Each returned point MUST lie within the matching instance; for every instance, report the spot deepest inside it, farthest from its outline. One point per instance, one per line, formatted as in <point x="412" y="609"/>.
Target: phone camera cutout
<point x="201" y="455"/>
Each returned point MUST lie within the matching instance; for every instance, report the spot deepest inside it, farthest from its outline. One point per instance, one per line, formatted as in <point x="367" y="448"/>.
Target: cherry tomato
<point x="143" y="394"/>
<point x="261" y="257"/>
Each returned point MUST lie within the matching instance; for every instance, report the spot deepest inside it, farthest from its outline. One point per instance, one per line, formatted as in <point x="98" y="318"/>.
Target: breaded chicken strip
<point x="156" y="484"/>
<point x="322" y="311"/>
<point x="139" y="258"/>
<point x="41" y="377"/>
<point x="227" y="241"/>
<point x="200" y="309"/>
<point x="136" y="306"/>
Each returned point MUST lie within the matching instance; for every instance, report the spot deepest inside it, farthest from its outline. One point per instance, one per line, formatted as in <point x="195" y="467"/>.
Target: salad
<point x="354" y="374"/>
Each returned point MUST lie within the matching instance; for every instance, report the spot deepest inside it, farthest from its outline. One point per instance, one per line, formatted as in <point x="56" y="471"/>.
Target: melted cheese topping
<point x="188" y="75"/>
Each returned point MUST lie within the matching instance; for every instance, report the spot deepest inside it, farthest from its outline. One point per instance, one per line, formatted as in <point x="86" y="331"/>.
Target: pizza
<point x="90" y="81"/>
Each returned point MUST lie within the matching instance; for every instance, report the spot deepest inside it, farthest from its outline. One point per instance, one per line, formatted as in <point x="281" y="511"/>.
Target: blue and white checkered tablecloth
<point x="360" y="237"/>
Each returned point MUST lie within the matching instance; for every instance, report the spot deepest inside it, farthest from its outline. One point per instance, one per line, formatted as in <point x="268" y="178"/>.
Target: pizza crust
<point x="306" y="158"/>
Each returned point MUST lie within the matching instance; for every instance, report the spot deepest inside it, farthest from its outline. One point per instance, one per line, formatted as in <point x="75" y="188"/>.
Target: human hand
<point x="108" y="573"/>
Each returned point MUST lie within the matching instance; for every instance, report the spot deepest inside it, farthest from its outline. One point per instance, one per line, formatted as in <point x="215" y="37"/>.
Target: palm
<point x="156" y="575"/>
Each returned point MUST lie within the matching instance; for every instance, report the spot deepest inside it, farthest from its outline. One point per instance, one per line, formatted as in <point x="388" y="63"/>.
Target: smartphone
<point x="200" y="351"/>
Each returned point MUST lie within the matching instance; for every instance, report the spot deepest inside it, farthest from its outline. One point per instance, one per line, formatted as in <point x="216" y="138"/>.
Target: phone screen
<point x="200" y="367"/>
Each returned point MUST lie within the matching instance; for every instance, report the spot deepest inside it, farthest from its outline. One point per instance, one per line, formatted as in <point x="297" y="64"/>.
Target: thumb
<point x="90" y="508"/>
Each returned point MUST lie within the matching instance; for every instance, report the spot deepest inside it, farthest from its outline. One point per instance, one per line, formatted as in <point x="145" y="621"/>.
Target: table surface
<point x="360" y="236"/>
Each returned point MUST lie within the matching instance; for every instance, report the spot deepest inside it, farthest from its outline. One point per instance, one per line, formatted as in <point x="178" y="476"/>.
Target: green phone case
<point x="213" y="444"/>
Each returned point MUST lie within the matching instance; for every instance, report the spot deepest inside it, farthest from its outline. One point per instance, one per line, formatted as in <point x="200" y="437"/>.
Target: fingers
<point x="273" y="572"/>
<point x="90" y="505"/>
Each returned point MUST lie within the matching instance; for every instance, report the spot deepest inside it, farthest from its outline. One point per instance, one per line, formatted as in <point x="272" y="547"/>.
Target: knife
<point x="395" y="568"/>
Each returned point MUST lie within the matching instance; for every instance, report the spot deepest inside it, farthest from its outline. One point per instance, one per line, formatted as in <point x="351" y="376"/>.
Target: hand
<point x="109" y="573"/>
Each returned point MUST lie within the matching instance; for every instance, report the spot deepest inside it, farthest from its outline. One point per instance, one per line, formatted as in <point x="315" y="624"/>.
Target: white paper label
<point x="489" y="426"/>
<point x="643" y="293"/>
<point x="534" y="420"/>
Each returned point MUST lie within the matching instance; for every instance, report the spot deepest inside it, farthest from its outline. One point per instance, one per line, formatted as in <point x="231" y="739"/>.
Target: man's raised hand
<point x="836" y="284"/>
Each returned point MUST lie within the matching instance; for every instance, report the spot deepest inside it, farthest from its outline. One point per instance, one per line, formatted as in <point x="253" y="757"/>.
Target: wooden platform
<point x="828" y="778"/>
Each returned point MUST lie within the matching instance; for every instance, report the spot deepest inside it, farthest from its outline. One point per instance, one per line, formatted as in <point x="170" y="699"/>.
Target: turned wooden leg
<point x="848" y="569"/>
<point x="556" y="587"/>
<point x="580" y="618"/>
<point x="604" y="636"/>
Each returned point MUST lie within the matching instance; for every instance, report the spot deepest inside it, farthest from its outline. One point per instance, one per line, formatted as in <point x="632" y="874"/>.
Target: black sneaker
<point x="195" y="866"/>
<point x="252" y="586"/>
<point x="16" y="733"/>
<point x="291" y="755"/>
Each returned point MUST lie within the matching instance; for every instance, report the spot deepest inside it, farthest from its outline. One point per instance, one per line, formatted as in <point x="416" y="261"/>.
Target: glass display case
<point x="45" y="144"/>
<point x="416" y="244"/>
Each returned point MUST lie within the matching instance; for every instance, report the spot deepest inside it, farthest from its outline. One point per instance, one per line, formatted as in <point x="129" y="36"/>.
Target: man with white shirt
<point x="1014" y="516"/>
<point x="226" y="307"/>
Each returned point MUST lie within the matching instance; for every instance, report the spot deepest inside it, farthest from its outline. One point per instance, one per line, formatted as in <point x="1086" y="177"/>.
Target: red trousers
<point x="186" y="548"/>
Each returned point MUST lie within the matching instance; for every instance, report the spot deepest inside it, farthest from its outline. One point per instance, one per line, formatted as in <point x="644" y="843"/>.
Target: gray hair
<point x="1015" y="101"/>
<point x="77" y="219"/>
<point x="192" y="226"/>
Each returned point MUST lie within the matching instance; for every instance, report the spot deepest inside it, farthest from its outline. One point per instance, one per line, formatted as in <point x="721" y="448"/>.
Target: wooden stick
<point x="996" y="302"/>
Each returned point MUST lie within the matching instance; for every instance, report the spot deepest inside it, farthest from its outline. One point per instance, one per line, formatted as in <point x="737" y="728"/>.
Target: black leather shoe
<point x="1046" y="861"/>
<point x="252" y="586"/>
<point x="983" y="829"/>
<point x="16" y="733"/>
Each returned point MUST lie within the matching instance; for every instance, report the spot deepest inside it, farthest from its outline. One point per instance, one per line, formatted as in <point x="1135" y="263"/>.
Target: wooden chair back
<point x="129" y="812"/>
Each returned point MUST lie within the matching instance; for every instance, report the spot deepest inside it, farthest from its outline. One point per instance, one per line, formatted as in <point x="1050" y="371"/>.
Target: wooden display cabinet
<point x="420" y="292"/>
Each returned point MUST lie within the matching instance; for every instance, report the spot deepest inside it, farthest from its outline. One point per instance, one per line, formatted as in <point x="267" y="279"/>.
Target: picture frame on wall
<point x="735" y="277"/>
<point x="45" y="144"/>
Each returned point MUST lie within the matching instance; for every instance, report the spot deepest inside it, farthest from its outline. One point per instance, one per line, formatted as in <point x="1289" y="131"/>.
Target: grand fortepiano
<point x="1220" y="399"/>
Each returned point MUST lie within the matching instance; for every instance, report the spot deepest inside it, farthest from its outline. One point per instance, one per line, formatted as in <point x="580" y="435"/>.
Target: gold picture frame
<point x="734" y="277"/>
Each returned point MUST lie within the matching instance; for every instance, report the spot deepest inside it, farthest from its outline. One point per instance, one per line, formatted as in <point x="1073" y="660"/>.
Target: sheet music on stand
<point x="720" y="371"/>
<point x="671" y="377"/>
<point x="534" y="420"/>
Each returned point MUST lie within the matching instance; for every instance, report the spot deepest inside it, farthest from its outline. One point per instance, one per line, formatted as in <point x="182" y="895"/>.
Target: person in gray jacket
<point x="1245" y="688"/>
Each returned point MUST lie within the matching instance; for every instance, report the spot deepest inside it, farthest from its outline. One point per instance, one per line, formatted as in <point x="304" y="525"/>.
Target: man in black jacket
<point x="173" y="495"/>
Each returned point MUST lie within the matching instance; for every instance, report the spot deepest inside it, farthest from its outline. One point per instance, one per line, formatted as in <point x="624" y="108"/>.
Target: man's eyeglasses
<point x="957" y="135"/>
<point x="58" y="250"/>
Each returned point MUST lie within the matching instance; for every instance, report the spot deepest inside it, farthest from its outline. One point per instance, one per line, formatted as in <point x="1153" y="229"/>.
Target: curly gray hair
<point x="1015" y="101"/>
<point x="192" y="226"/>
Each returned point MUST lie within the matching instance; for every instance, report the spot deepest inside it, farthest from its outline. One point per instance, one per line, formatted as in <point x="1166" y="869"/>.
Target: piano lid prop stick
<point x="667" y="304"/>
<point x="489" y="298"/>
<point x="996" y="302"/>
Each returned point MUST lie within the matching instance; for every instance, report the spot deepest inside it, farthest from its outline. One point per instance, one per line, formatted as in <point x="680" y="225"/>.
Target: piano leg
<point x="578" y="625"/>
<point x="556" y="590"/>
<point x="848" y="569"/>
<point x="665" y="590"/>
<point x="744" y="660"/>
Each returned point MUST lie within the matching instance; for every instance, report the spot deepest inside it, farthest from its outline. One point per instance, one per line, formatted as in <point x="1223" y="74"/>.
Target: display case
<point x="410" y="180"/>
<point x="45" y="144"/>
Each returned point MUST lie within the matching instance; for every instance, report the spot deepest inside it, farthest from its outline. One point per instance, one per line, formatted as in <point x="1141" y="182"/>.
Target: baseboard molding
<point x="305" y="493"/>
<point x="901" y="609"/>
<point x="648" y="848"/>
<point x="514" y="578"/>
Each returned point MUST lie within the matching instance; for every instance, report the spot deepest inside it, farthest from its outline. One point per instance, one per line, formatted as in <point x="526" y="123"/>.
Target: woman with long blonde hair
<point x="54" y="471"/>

(AIM OF THE TASK) List every line above that contains the string "display", copying each one in full. Matching is case-sensitive.

(CORRECT RESULT)
Target: glass display case
Target: wooden display cabinet
Target: display case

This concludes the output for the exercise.